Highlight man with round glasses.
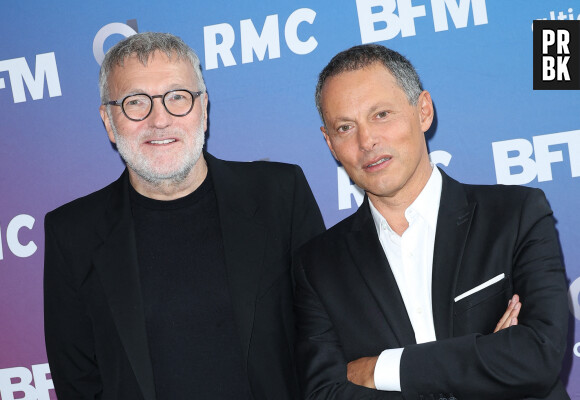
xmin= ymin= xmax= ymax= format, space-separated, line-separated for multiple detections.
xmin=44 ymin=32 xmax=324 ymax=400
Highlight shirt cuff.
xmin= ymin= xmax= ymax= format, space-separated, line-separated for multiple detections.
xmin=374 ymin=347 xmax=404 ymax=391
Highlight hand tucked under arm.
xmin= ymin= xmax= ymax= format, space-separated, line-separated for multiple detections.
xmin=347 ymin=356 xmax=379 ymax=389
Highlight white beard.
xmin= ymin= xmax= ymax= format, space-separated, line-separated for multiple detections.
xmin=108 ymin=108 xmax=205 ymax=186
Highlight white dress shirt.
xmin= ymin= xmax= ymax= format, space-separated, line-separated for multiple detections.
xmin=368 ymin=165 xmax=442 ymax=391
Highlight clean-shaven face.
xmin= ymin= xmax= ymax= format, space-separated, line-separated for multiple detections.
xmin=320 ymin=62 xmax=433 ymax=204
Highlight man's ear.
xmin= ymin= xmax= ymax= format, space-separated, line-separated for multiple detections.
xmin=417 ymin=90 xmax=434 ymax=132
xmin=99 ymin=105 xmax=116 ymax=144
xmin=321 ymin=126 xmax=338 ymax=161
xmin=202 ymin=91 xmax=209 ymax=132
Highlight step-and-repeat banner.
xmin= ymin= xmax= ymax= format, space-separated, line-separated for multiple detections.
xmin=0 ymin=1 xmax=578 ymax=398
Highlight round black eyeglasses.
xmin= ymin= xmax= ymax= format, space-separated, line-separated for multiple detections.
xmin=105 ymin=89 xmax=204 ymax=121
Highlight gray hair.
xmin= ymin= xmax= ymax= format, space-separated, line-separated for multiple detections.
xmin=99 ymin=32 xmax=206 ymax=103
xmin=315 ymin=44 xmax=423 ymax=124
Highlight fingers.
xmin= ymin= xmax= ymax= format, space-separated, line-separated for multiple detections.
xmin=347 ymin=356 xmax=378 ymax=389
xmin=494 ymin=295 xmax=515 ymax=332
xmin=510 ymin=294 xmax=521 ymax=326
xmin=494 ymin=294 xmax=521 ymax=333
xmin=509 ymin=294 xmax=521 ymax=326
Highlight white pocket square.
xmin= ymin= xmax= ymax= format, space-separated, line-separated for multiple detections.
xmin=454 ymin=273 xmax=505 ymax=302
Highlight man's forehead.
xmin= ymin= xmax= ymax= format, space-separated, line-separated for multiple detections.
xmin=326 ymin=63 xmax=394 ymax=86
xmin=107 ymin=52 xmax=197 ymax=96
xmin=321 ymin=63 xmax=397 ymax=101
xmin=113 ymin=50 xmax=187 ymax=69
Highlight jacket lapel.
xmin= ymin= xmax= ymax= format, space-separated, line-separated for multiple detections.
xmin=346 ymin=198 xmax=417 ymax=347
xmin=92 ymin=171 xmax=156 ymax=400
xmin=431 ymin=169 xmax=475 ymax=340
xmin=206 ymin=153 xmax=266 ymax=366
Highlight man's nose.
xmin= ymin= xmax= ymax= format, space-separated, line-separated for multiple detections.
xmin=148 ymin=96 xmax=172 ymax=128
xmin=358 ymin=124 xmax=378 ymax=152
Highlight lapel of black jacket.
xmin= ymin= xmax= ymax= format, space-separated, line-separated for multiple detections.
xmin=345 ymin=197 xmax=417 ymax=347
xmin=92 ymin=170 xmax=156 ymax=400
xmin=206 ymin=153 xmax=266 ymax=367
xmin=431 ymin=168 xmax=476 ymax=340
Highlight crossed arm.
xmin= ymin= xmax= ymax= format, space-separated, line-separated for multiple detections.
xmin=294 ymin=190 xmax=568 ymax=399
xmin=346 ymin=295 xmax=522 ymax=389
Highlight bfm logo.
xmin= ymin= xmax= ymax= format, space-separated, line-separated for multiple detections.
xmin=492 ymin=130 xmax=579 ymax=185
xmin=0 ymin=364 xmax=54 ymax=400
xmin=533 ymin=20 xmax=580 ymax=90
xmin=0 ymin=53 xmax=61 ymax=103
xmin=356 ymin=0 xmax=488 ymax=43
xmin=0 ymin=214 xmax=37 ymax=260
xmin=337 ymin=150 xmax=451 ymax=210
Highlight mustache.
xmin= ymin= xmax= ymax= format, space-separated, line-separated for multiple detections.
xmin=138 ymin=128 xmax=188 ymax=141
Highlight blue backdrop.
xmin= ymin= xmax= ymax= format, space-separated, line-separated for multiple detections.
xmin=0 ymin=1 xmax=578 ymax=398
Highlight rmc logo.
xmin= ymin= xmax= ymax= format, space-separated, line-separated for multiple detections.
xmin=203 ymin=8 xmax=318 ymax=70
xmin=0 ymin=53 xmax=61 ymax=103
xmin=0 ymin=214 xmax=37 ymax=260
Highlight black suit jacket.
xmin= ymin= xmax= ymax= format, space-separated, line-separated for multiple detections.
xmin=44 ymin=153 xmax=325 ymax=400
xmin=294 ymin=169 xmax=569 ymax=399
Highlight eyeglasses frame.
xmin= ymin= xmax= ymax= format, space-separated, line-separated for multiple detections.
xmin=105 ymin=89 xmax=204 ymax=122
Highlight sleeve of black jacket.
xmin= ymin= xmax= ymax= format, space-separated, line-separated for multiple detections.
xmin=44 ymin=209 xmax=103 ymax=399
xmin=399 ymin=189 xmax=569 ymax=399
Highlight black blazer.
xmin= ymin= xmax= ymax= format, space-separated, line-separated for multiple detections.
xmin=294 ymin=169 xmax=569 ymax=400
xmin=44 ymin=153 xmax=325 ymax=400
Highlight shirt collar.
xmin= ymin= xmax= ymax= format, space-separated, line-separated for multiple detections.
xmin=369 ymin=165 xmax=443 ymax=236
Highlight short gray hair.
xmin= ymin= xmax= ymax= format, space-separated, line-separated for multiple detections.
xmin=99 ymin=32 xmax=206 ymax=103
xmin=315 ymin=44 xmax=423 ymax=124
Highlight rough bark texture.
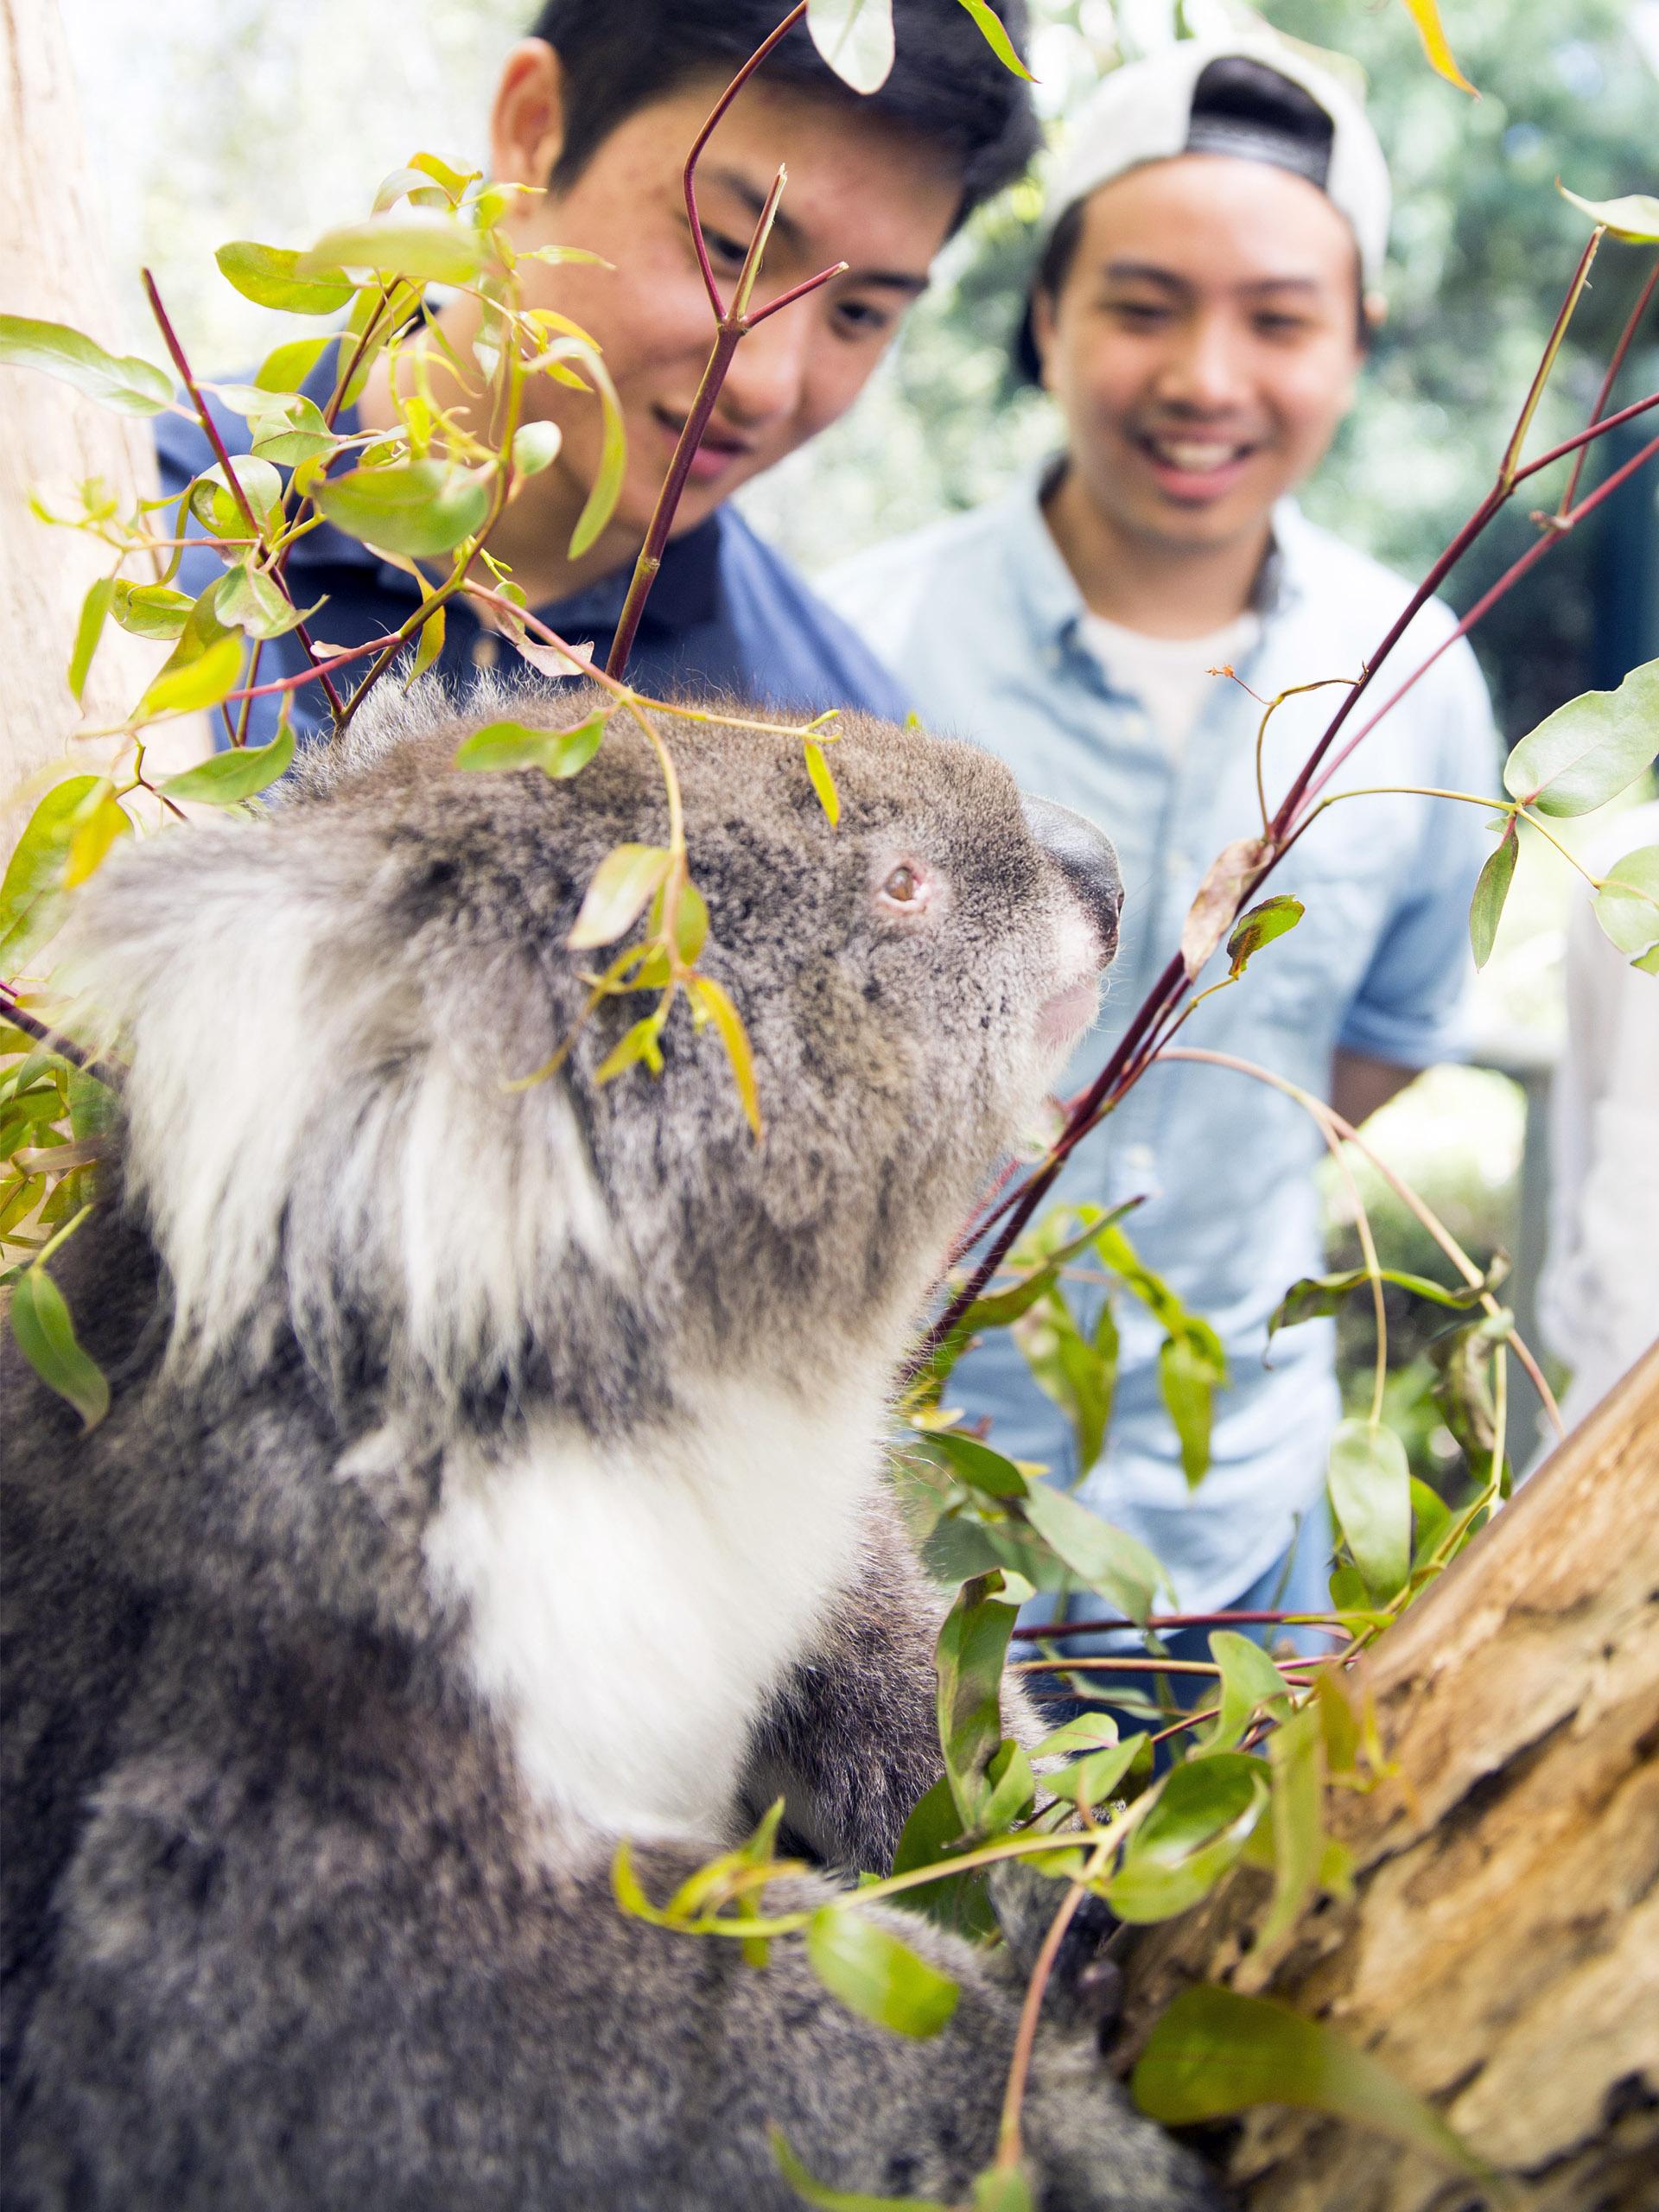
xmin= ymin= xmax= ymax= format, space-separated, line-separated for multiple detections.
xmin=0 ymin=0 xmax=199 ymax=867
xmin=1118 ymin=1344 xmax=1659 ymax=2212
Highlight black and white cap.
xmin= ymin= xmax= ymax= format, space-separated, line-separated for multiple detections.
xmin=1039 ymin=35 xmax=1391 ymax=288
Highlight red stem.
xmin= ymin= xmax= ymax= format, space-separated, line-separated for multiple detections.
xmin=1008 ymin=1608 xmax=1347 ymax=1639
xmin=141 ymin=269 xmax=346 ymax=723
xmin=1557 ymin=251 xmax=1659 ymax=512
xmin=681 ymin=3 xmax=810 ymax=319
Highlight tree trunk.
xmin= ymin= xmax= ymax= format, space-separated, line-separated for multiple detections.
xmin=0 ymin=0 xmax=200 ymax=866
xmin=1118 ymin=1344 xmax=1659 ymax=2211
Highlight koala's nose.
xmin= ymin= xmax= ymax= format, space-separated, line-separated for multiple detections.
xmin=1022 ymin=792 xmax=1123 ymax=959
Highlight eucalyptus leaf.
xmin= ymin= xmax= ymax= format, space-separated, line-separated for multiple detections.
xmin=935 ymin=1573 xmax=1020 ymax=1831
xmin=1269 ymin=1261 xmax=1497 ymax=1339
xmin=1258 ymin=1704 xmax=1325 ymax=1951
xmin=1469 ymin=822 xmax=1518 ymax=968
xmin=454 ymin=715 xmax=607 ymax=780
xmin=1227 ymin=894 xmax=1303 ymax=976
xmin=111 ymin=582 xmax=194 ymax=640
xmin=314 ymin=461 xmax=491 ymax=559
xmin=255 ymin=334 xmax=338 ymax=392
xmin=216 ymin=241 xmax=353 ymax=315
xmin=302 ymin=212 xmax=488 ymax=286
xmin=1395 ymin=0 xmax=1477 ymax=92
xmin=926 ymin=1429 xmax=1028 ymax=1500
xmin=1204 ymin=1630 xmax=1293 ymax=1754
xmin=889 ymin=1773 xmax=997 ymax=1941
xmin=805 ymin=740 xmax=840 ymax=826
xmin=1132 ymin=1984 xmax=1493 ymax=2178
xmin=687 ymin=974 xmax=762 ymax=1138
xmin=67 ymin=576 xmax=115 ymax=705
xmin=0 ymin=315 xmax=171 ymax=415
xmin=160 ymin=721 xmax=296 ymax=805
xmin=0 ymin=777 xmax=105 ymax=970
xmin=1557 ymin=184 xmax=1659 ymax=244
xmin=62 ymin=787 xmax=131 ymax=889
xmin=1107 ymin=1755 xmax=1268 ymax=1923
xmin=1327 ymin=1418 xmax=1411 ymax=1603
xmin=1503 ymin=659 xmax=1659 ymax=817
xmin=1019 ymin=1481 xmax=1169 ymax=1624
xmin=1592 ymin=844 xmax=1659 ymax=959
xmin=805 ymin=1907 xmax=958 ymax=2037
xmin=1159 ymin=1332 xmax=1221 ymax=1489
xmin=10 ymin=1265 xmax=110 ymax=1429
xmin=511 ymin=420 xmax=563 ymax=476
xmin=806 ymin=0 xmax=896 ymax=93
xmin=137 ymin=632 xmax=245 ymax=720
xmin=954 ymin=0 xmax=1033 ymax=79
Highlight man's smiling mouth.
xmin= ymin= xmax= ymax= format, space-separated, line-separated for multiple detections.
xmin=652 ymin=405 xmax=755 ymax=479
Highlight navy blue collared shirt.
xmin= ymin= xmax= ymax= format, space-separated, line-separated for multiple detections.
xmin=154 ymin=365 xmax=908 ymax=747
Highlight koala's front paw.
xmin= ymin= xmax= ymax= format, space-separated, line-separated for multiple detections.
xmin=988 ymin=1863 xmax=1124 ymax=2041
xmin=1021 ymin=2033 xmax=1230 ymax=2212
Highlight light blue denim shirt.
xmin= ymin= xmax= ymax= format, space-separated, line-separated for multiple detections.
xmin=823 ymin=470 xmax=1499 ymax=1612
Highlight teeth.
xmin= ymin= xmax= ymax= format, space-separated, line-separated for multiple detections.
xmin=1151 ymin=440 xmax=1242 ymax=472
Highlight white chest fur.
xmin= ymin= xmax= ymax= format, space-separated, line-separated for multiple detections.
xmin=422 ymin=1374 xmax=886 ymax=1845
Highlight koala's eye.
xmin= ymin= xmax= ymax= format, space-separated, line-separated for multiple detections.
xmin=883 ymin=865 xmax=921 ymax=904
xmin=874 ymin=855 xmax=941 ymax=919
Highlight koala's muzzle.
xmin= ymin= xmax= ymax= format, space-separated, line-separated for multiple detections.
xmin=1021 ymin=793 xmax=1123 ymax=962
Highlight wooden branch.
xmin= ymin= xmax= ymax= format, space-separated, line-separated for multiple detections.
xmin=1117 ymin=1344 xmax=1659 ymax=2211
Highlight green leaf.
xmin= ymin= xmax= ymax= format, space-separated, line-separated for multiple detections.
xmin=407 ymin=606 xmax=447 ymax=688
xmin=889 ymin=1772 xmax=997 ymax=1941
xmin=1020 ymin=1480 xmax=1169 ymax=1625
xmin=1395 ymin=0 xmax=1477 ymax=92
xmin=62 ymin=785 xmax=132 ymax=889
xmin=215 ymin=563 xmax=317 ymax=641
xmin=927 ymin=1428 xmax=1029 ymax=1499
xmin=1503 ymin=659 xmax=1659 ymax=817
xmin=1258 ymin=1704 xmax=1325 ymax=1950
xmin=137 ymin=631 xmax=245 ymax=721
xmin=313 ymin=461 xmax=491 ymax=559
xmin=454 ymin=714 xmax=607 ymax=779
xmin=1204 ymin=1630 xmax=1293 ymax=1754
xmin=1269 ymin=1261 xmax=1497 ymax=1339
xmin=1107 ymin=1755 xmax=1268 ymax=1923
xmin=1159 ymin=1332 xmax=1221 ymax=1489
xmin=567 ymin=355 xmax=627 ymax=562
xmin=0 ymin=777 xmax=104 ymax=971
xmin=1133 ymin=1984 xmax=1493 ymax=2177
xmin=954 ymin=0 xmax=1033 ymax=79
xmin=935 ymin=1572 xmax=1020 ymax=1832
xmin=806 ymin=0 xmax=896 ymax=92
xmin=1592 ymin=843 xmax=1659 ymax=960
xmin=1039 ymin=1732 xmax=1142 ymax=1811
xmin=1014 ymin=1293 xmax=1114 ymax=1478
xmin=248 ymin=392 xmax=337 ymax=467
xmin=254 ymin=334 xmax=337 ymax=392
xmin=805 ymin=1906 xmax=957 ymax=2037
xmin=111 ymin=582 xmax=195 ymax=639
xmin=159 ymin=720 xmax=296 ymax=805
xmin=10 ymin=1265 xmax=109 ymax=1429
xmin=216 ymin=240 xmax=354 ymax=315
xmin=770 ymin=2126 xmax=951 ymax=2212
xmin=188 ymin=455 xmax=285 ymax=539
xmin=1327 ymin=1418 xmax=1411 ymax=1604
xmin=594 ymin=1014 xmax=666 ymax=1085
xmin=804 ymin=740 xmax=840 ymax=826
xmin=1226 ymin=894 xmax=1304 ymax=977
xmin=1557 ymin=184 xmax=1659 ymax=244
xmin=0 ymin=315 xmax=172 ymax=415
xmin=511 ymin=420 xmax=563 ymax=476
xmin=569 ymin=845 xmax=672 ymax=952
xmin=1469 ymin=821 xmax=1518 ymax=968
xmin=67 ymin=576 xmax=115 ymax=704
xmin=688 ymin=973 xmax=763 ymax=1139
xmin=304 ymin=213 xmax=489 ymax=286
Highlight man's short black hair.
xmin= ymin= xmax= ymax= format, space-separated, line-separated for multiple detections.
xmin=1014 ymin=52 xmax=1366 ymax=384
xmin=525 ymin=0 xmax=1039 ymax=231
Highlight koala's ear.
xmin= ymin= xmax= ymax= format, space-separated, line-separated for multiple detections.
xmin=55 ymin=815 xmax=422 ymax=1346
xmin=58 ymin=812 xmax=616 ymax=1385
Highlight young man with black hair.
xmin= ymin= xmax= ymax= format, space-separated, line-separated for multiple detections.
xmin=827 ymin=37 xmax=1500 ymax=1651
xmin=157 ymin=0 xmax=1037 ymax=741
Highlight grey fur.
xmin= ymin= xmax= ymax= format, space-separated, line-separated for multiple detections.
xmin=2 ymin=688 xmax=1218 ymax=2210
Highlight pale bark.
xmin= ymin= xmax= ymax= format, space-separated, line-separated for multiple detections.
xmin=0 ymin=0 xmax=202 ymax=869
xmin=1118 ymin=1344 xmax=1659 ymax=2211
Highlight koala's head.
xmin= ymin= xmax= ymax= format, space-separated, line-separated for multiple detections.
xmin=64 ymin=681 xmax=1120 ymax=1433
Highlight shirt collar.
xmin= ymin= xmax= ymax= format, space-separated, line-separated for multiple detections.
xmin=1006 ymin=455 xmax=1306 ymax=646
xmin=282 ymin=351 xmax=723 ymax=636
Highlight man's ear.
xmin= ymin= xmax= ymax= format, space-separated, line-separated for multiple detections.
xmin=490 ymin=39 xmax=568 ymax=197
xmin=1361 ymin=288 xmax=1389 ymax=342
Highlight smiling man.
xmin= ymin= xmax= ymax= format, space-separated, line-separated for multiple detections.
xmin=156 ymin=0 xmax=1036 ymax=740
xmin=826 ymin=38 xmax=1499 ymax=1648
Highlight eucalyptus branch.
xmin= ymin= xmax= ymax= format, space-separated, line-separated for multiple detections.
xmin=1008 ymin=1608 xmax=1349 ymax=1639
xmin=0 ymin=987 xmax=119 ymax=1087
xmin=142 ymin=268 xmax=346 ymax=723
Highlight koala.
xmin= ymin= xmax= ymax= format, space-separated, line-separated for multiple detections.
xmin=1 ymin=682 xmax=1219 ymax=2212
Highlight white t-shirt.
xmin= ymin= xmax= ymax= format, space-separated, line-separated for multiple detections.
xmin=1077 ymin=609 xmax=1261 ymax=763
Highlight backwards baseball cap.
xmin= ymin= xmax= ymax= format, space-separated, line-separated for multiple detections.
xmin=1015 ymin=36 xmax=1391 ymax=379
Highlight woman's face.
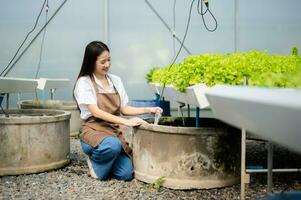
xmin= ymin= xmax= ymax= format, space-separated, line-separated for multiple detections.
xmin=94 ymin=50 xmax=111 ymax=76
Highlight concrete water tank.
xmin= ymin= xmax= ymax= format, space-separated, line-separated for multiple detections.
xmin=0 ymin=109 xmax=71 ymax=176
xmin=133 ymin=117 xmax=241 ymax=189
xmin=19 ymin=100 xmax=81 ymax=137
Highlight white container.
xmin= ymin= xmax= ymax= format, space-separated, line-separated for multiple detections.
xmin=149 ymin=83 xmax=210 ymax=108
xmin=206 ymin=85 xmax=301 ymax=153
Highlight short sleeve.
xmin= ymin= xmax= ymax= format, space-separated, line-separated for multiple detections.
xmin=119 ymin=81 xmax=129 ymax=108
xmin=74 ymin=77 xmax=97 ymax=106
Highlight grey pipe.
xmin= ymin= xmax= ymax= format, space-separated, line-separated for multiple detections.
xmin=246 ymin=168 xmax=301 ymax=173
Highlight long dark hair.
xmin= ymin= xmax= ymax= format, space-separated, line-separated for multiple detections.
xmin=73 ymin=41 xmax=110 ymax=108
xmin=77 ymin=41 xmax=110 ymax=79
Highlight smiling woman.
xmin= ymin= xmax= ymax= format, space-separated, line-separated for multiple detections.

________

Starting with the first line of the data above, write out each line exactly up to and including the line that holds "Highlight shirt cuff.". Pictures stay out.

Highlight man with round glasses.
xmin= ymin= xmax= ymax= format, space-separated, line-separated for multiple detections.
xmin=44 ymin=32 xmax=324 ymax=400
Highlight shirt cuff.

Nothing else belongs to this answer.